#### [Set exercise 1]
From the marriage post, return the text from "My wife and" up to and including "hours and midnights.".
#### [Set exercise 2]
Do these statements agree with the marriage post? Answer yes or no for each, and quote the words that decide it. (a) The couple have three daughters. (b) The wife got her dream job after being stuck in a job she despised. (c) When asked who she was texting, the wife said it was her sister.
==== Passage provided
My wife and I have been married for 7 years and together for 10. We have 2 beautiful daughters aged 3 and 6. We were the perfect couple until we had children. We both (especially my wife) had a hard time adjusting to the change in lifestyle compared to the freedom we had once had. It taxed our marriage and instead of pulling together for the kids we found ourselves turning against each other on the smallest of stresses. I dont want to give the wrong impression that the marriage was completely horrible or that we do not love our children but times were difficult. We built a new house 2 1/2 years ago and my wife landed her dream job after being stuck in one she despised for quite some time. I switched positions at work to accomodate the kids for daycare but it left us with little time for each other as I worked long hours and midnights.
Almost a year after starting her new position we had another couple over for some drinks and to watch a game. I noticed her texting quite a bit on her phone and she was being a little over protective of it. The couple left and we were on our way up to bed. I pretended to go up the stairs and snuck back down. Found my wife at the sink texting and tried to grab the phone. She quickly ran to the bathroom and tried to lock the door and I pushed it open. I asked her to hand me the phone and she shook her head no. I asked her who she was texting and she said her sister and that it was personal. I knew it was a lie by the look on her face and told her if she didnt hand the phone to me she could leave. After getting the phone from her I see that the name is a co workers and the message is "thanks youre hot too". I lose my cool and scream and yell. She tells me its nothing, just innocent flirting. She knows its wrong and she will stop. I have some guy friends that do similar with girls they work with so I buy it. I tell her no more texting and I leave it at that.
========
==== Raw data
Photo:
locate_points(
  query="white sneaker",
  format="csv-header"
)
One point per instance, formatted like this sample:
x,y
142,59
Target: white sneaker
========
#### [Exercise solution 1]
My wife and I have been married for 7 years and together for 10. We have 2 beautiful daughters aged 3 and 6. We were the perfect couple until we had children. We both (especially my wife) had a hard time adjusting to the change in lifestyle compared to the freedom we had once had. It taxed our marriage and instead of pulling together for the kids we found ourselves turning against each other on the smallest of stresses. I dont want to give the wrong impression that the marriage was completely horrible or that we do not love our children but times were difficult. We built a new house 2 1/2 years ago and my wife landed her dream job after being stuck in one she despised for quite some time. I switched positions at work to accomodate the kids for daycare but it left us with little time for each other as I worked long hours and midnights.

#### [Exercise solution 2]
(a) No: "We have 2 beautiful daughters aged 3 and 6."
(b) Yes: "my wife landed her dream job after being stuck in one she despised for quite some time."
(c) Yes: "she said her sister and that it was personal."